■ **Given instruction**:
Can you write out the material below word for word, leaving the pictures out?
....................
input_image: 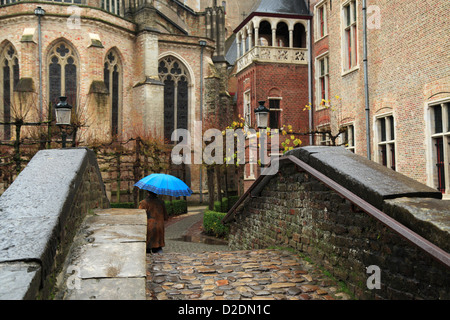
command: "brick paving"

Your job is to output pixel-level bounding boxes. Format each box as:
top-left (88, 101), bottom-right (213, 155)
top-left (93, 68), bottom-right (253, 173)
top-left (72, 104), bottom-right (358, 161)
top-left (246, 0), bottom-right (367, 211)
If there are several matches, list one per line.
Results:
top-left (146, 208), bottom-right (350, 300)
....................
■ **Output**:
input_image: 
command: "brick paving"

Your job is to output pixel-level bounding boxes. Format each box as:
top-left (88, 101), bottom-right (213, 155)
top-left (93, 68), bottom-right (253, 173)
top-left (72, 104), bottom-right (358, 161)
top-left (246, 0), bottom-right (367, 211)
If there are several matches, list one per line.
Results:
top-left (146, 208), bottom-right (350, 300)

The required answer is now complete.